The task: Please rewrite the listing below, replacing every "photograph" with "image" and changing nothing else. Leave the pictures out of your answer.

Excerpted records:
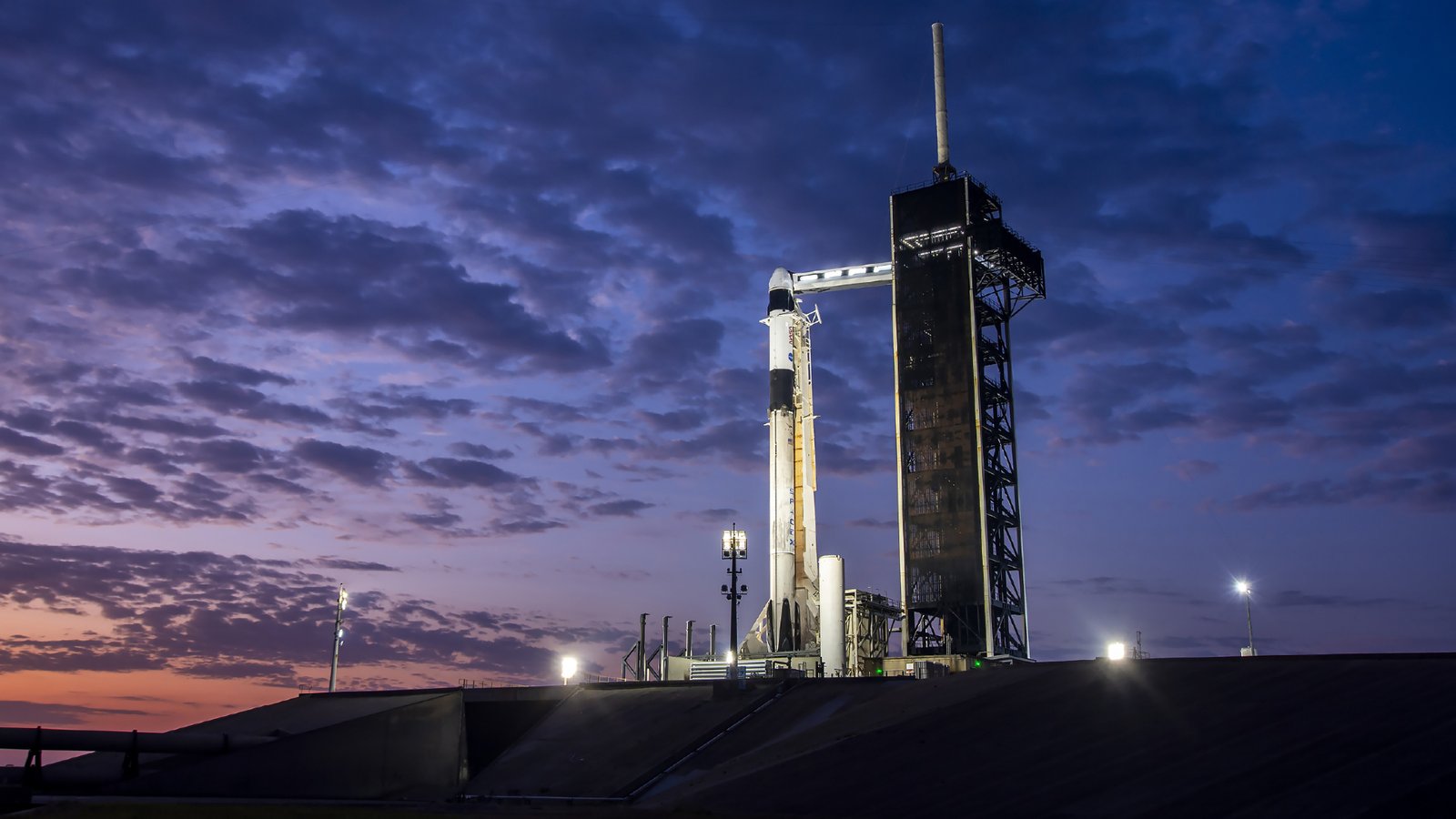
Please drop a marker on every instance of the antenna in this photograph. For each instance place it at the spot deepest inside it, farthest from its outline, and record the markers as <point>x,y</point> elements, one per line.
<point>943,128</point>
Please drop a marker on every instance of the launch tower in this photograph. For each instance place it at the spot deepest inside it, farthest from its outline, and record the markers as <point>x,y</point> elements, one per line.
<point>958,276</point>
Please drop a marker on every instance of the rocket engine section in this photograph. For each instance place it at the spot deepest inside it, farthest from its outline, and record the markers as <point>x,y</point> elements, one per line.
<point>790,622</point>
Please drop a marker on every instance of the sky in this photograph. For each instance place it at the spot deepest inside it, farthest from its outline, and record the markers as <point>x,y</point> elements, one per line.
<point>458,305</point>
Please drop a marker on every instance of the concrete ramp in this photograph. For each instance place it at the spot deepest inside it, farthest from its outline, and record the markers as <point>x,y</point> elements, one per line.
<point>604,742</point>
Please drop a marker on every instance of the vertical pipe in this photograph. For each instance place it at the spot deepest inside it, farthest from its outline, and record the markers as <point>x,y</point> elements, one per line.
<point>943,127</point>
<point>642,649</point>
<point>979,419</point>
<point>832,614</point>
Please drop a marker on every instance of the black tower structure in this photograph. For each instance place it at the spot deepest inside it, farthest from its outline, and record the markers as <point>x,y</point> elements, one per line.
<point>960,276</point>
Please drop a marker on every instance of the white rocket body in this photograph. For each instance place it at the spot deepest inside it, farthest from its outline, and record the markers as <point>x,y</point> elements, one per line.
<point>791,617</point>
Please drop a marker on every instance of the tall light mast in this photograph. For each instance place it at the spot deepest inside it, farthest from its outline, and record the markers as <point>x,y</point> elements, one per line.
<point>339,636</point>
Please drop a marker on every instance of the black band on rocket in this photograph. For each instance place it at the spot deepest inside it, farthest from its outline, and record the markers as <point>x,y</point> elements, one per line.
<point>781,389</point>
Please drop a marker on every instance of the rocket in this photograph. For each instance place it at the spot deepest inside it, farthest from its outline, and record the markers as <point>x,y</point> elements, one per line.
<point>790,618</point>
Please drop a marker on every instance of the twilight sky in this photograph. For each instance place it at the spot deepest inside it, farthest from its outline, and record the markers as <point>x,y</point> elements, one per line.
<point>458,303</point>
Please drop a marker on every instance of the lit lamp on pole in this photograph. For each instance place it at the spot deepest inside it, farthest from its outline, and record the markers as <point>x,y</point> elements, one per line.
<point>339,636</point>
<point>735,548</point>
<point>1247,591</point>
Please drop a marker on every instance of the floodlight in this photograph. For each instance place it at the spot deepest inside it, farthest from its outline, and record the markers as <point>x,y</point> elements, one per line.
<point>735,544</point>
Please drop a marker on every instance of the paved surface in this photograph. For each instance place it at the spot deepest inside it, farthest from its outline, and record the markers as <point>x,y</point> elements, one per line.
<point>604,742</point>
<point>1270,736</point>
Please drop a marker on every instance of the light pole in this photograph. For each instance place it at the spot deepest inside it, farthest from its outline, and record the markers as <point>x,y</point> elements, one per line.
<point>735,548</point>
<point>339,636</point>
<point>1242,588</point>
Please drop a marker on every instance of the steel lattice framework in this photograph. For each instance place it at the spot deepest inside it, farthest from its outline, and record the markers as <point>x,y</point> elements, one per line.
<point>960,276</point>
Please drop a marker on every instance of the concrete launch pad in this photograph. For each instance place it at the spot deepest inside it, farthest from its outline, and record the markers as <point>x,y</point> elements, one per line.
<point>1267,736</point>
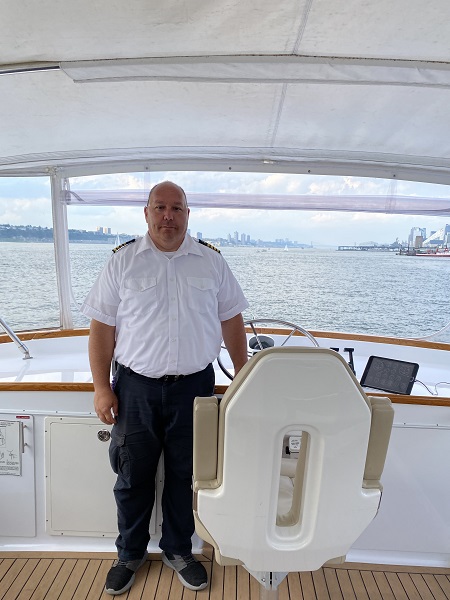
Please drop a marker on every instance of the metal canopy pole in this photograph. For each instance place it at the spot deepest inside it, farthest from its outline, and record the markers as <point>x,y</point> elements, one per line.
<point>61,248</point>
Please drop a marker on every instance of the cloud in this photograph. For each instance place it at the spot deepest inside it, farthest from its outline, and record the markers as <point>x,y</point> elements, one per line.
<point>26,201</point>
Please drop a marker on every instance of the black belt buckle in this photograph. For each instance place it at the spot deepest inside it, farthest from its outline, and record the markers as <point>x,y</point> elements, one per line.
<point>171,378</point>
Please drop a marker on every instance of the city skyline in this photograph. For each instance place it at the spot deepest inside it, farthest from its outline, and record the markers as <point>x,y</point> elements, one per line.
<point>28,201</point>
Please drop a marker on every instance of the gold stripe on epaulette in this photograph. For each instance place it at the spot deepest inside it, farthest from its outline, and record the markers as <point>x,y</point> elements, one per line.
<point>208,245</point>
<point>123,245</point>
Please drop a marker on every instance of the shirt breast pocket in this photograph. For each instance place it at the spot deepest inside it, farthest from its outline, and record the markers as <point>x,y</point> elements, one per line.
<point>202,294</point>
<point>140,292</point>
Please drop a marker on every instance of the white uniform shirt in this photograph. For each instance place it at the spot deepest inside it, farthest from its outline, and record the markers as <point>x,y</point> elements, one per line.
<point>167,311</point>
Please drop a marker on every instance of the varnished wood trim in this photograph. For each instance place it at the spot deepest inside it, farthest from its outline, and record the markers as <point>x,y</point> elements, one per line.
<point>45,334</point>
<point>38,386</point>
<point>358,337</point>
<point>375,339</point>
<point>219,391</point>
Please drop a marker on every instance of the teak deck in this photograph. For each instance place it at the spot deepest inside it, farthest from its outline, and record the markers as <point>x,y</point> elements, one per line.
<point>70,576</point>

Expected answer:
Please drop a marker on every instance of the antenna in this image. For each instance place it at the spot deepest inside it, farthest from its outline, and record the markers as <point>x,y</point> elements, one per line.
<point>943,128</point>
Please drop a marker on every instance of the launch tower in this image. For each instance place it at the spot deepest inside it, farthest from its outline, and record the markers as <point>x,y</point> elements, one per line.
<point>958,276</point>
Please drop a marker on every instance of the rocket engine section in this image. For each instance place it at the spot deepest inside it, farthest from its outline, and record the markers as <point>x,y</point> elements, one per line.
<point>790,622</point>
Please drop a marker on every instance of the sky in this image. For each instance place it at the spot deepest inside it, farthest from its outline, and record the markers as <point>x,y</point> elements, one per line.
<point>458,305</point>
Please drop a marker on every instance of the concrete ramp in this image. For each instance place it at the spot deepest inside it, farthest from its outline, and record the markers as <point>x,y</point> elements, one per line.
<point>604,742</point>
Please drop a marker on every instance of the vertical pipe in this image. For each instance place it at the spot deepest inside it, farthest from its outline, and record the markers as <point>x,y</point> elements, one per line.
<point>943,127</point>
<point>642,649</point>
<point>979,419</point>
<point>832,614</point>
Please drop a marker on every instance of the black tower structure in this image. For each instance place it at the spot deepest inside it, farthest from its outline, and record the markers as <point>x,y</point> elements, one per line.
<point>960,276</point>
Please drop a marker on every instance of the white rocket body in this image. For each instance place it at the spot deepest inside it, farthest from its outline, and record the markers as <point>x,y</point> elements, one per line.
<point>791,617</point>
Please drop a marker on every instance of the tall light mast in this image. For each instance place it at the spot deepest inside it, farthest from its outline, and record the markers as <point>x,y</point> elements, one per line.
<point>339,636</point>
Please drop a marker on every instance of the black band on rocket in this image. For each instance place it at the spot deepest inside it, farthest from its outline, and record the markers as <point>x,y</point> elements, one per line.
<point>781,389</point>
Please drop a marker on every instance of the rocket in this image. For each instance place it at the spot deepest inside it, farthest from its outline, and record the markers as <point>x,y</point> elements, one per line.
<point>790,618</point>
Please drop a marker on every instance of the twilight sky in this image. For each instance place it at the spot deepest inside it, farthest from its outline, and record the markers as <point>x,y</point> elements, one per line.
<point>458,303</point>
Please drop a marker on every instance of the lit lamp on pole in this image. For each instance place it at the spot deepest inside it, farthest from its outline, and record the markers as <point>x,y</point> elements, one per line.
<point>339,636</point>
<point>735,548</point>
<point>1247,591</point>
Please drop a marker on every instance of the floodlight in this image. For each instance place it at the spot deepest inside it, farthest from its outline, and record the markers as <point>x,y</point> elements, one per line.
<point>735,544</point>
Please drop a marker on every instance of the paved surface in this image. For each instance place it at the spot deepest inside it, farthest from its outline, and record the markers as <point>x,y</point> elements, one per line.
<point>604,742</point>
<point>1270,736</point>
Please drop a marker on every instance of the light pole in this image. For each instance place it at the spot deepest inside it, farthest from its outline, and record the markers as <point>x,y</point> elements, one per line.
<point>735,548</point>
<point>339,636</point>
<point>1242,588</point>
Please drop a marker on every instance of the steel lattice framework in this image. For each instance place it at the spot deepest inside it, farthest from its outline, and record the markers as <point>x,y</point> elements, one per line.
<point>960,276</point>
Please drop a marker on every instance of the concrete launch pad in this image. For each instance place it at the spot deepest inside it, farthest from its outline, and record the markers as <point>x,y</point> elements, one per line.
<point>1267,736</point>
Please drop a marker on every instance of the metal canopy pole in this image. For each instance place it at the spot deepest inside it, farthest from its outline, and record the markers as <point>x,y</point> elements, one per line.
<point>61,248</point>
Please drop a marker on every instance of the cloud in this image. For each instance place it at the spot deepest inside it, farthest from its outline, and record the markers as <point>x,y</point> elements, one per line.
<point>26,201</point>
Please drop a marker on every instance of the black belt buckle in this image. For each instance place it at the spot deepest inside it, farthest from its outline, and record the markers as <point>x,y</point> elements, one per line.
<point>171,378</point>
Please drop a marker on every instance of the city skyline in this image. For each instance place it at the spot deepest inside it, farthest from its outline, and record the markers as <point>x,y</point> elements, one per line.
<point>28,201</point>
Please drop a marker on every instance of the gold stripe on epaulette in this image. For each instance place it at the spot deepest inside it, farthest from its outline, and record the markers as <point>x,y</point> elements, one per line.
<point>208,245</point>
<point>123,245</point>
Please drop a marker on every instance of the shirt breast pocket in this image. For each instance place it at the spot deepest inside it, farthest from its outline, and record the markers as <point>x,y</point> elements, one per line.
<point>202,294</point>
<point>140,292</point>
Please drop a marker on every instance of the white uniform shirt in this image. For each instance place it at the spot deepest inside it, farthest from its outline, and record the markers as <point>x,y</point> elements, one per line.
<point>167,311</point>
Please drop a marker on every instance of the varnished wood trim in this image. For each instance place it at the spot deepest inside it, farthest from its outline, and record the markers as <point>x,y</point> elements, one per line.
<point>45,334</point>
<point>38,386</point>
<point>358,337</point>
<point>375,339</point>
<point>219,391</point>
Please drop a marker on every instance of the teak deck in this image. For each instance place it at the spot deepest inside it, farthest from its outline, and record the markers as <point>x,y</point> elements, one per line.
<point>70,576</point>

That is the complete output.